===== EXCERPTED TEXT

An abnormal sac or pouch that develops at a weak point in the intestines is known as a diverticulum. Various types of diverticula can develop as you age. In some instances, people are born with a diverticulum in their intestines. This condition is called Meckel’s diverticulum.
Meckel’s diverticulum usually develops between the 5th and 7th weeks of fetal development. Because the condition is present at birth, it is classified as a congenital health issue.
The symptoms of Meckel’s diverticulum are related to the type of diverticulum that is present. In 95 percent of people with this condition, the diverticulum that develops is made up of intestinal cells. As a result, the diverticulum functions as a normal part of the intestine. This type of diverticulum may not cause any significant symptoms.

==========

> EXERCISE DETAILS:
Answer from the passage on Meckel's diverticulum above:
1. What is the condition called when a person is born with a diverticulum in the intestines?
2. During which weeks of fetal development does this condition usually develop?
3. In what percentage of people with the condition is the diverticulum made up of intestinal cells?

===== MATERIAL PROVIDED

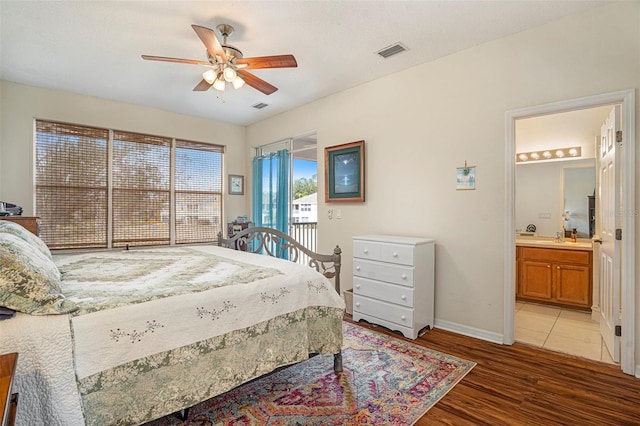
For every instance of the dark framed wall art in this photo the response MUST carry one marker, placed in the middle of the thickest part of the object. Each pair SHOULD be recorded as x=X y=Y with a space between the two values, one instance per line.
x=344 y=172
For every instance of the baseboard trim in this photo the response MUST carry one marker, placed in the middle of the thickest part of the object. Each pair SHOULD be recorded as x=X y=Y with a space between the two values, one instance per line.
x=466 y=330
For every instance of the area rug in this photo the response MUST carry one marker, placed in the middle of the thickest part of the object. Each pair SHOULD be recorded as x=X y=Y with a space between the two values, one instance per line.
x=386 y=381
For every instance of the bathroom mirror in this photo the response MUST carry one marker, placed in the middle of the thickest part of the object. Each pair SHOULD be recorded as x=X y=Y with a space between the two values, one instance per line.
x=578 y=184
x=545 y=191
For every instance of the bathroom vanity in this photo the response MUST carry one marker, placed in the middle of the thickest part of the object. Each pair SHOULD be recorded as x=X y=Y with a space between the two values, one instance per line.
x=556 y=273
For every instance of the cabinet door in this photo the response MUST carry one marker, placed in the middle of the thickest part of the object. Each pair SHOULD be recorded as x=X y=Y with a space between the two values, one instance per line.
x=572 y=284
x=535 y=279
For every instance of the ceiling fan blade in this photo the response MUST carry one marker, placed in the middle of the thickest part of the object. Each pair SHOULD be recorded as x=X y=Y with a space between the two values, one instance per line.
x=203 y=86
x=279 y=61
x=210 y=41
x=257 y=83
x=179 y=60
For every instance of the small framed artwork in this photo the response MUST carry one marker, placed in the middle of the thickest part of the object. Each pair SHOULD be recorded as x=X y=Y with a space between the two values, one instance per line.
x=236 y=185
x=344 y=172
x=466 y=177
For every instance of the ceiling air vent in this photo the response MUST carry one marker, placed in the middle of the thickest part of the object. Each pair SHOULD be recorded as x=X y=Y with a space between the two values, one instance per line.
x=394 y=49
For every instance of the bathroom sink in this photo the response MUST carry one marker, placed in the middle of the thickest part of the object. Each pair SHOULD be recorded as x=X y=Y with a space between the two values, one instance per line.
x=552 y=243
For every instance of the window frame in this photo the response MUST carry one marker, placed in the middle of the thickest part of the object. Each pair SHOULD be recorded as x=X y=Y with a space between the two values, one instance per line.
x=215 y=192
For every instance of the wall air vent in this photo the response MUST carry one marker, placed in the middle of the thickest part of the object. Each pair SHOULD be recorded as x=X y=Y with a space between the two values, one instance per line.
x=394 y=49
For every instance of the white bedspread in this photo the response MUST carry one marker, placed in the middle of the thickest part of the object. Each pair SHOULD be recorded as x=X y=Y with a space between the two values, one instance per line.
x=188 y=309
x=44 y=377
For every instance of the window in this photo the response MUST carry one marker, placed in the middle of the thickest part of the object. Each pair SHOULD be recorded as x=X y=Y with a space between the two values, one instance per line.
x=198 y=192
x=78 y=194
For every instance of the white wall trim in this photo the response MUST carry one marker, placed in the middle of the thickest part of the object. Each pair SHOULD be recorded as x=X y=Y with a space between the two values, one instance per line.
x=627 y=99
x=465 y=330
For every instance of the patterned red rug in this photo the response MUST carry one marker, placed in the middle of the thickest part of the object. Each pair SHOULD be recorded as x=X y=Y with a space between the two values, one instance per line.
x=385 y=381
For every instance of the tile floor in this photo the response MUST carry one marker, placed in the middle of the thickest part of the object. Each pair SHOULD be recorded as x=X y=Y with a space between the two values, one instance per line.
x=561 y=330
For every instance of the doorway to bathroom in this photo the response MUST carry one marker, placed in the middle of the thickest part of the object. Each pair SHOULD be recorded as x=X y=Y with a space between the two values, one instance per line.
x=554 y=326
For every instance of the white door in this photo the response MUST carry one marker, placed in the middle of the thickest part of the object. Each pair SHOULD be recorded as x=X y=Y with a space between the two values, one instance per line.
x=609 y=257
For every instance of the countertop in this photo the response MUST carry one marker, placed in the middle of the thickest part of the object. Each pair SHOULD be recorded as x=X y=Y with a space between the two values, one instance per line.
x=548 y=242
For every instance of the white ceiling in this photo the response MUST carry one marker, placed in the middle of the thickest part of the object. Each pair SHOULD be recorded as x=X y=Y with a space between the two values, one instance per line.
x=93 y=47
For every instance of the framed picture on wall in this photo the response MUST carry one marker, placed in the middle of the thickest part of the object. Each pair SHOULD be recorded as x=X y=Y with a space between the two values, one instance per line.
x=236 y=185
x=466 y=178
x=344 y=172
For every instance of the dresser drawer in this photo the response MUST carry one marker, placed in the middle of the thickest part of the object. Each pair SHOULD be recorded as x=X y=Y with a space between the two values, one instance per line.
x=376 y=308
x=398 y=295
x=366 y=250
x=386 y=252
x=397 y=274
x=396 y=253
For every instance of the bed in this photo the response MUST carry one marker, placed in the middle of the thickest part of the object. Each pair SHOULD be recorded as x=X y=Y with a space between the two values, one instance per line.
x=127 y=336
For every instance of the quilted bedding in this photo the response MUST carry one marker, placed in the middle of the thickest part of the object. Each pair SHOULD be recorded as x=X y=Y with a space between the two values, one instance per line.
x=158 y=330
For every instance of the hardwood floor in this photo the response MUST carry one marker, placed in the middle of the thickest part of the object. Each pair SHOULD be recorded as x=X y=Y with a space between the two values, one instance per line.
x=528 y=385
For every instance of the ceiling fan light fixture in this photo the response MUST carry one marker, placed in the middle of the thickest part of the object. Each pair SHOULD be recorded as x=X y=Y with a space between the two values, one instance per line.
x=209 y=76
x=229 y=74
x=238 y=82
x=219 y=84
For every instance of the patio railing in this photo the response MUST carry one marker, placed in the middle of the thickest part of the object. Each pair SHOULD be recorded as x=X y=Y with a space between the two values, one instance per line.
x=305 y=233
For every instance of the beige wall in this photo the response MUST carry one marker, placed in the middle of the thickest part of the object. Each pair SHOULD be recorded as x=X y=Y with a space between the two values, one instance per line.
x=420 y=124
x=20 y=104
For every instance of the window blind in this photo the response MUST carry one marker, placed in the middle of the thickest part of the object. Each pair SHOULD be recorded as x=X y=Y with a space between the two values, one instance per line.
x=77 y=166
x=198 y=191
x=71 y=185
x=141 y=189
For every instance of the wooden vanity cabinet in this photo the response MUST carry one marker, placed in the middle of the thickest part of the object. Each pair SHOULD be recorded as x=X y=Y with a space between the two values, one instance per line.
x=555 y=276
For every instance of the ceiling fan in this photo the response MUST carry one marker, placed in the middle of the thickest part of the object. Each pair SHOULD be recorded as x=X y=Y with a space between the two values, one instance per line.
x=227 y=65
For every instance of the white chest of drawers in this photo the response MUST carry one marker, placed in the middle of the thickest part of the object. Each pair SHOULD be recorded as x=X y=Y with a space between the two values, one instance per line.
x=393 y=282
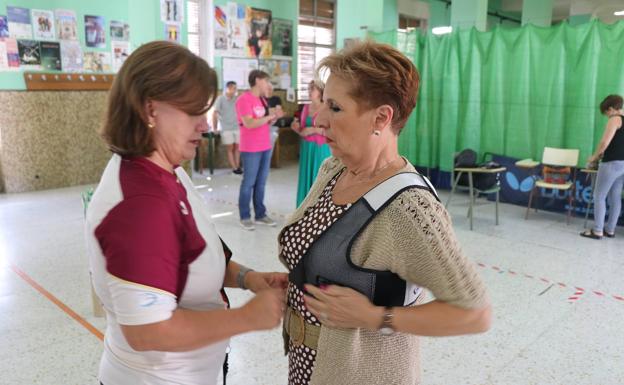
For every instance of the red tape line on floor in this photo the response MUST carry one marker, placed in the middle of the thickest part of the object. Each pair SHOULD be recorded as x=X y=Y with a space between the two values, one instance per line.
x=57 y=302
x=579 y=291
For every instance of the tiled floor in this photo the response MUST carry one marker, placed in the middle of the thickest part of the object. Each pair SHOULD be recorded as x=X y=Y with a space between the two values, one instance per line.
x=531 y=268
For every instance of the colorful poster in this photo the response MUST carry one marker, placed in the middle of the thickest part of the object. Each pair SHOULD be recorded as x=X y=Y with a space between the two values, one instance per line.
x=279 y=70
x=50 y=55
x=4 y=61
x=71 y=56
x=19 y=22
x=12 y=52
x=172 y=32
x=29 y=53
x=172 y=11
x=237 y=27
x=259 y=40
x=97 y=61
x=95 y=32
x=121 y=51
x=66 y=25
x=282 y=37
x=220 y=31
x=43 y=24
x=120 y=31
x=4 y=27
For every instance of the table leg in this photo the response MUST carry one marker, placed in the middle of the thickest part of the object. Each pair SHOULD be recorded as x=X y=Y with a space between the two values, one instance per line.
x=591 y=200
x=471 y=196
x=453 y=186
x=211 y=140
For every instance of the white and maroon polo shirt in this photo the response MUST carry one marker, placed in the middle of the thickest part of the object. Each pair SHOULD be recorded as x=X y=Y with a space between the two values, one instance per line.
x=153 y=248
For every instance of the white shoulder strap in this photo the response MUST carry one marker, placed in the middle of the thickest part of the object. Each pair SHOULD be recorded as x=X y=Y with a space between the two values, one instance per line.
x=387 y=189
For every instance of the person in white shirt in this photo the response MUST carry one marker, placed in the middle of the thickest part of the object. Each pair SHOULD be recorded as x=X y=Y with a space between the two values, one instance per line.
x=224 y=116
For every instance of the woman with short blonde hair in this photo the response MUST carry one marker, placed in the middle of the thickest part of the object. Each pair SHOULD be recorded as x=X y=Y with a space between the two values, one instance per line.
x=370 y=237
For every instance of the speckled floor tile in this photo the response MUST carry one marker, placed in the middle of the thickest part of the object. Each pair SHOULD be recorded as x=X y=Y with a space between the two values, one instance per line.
x=538 y=335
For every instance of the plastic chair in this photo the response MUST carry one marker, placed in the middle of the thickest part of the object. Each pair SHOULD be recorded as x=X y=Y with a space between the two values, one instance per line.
x=558 y=157
x=98 y=310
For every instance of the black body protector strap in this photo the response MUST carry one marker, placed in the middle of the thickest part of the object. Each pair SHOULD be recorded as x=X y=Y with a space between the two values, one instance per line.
x=328 y=260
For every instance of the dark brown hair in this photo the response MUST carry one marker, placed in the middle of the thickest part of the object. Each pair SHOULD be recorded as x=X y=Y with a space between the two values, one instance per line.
x=316 y=85
x=379 y=74
x=157 y=71
x=611 y=101
x=255 y=75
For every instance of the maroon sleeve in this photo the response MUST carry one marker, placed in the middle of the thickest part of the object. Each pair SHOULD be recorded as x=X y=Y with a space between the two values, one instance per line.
x=140 y=240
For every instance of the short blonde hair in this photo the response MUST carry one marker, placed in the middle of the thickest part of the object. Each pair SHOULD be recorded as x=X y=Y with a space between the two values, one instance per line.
x=379 y=74
x=160 y=71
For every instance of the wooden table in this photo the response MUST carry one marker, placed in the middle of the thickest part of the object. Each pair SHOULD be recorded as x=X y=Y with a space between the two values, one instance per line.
x=472 y=189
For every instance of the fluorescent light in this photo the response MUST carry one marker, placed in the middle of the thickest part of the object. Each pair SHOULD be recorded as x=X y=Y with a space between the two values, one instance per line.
x=441 y=30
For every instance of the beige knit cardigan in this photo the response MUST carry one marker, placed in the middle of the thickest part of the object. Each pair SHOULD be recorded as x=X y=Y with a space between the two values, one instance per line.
x=412 y=237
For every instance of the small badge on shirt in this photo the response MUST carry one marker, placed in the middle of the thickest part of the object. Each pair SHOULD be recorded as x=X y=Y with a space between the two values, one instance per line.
x=183 y=208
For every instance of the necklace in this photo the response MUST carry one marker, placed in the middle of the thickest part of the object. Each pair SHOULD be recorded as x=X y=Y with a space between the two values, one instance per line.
x=367 y=179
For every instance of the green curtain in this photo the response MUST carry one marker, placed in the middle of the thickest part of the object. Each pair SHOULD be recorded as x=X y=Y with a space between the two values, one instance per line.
x=510 y=91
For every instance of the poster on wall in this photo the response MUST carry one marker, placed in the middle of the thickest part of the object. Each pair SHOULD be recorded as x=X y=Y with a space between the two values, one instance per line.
x=281 y=36
x=237 y=27
x=43 y=24
x=259 y=41
x=238 y=69
x=71 y=56
x=220 y=31
x=120 y=31
x=19 y=22
x=50 y=55
x=172 y=11
x=121 y=51
x=95 y=32
x=4 y=27
x=96 y=61
x=4 y=61
x=12 y=52
x=172 y=32
x=29 y=53
x=279 y=70
x=66 y=25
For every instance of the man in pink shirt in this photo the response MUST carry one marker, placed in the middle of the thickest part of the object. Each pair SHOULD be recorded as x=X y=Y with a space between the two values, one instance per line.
x=255 y=148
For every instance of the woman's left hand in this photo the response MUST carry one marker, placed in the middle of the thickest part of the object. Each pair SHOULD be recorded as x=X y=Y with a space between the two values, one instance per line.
x=342 y=307
x=257 y=281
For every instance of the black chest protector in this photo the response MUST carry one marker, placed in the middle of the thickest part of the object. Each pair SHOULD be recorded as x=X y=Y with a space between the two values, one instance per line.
x=328 y=259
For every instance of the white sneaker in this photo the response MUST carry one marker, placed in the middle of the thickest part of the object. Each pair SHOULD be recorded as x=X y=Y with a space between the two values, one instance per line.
x=266 y=221
x=247 y=224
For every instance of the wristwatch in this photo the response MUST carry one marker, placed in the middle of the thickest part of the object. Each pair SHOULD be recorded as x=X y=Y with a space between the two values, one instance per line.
x=386 y=327
x=240 y=278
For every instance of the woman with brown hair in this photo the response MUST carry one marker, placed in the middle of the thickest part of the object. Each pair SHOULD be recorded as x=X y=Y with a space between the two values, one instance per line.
x=313 y=149
x=369 y=237
x=610 y=178
x=157 y=262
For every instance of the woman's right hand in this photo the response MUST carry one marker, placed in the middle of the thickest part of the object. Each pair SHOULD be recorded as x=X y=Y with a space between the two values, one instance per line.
x=266 y=309
x=295 y=125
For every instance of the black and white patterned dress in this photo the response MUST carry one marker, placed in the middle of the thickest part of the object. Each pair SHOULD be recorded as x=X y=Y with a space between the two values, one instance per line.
x=295 y=241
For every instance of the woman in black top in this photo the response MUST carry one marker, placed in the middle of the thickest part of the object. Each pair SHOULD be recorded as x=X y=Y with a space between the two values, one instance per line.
x=610 y=179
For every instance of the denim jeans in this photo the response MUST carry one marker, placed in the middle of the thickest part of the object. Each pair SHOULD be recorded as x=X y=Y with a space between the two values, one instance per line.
x=255 y=172
x=609 y=183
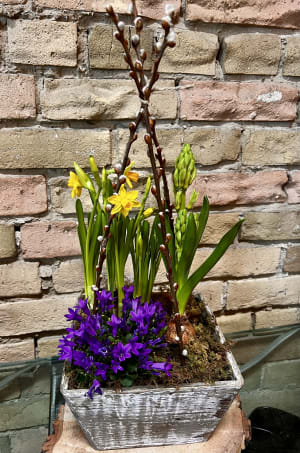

==========

> PROBLEM SOLUTION:
1. Meckel's diverticulum.
2. Between the 5th and 7th weeks.
3. 95 percent.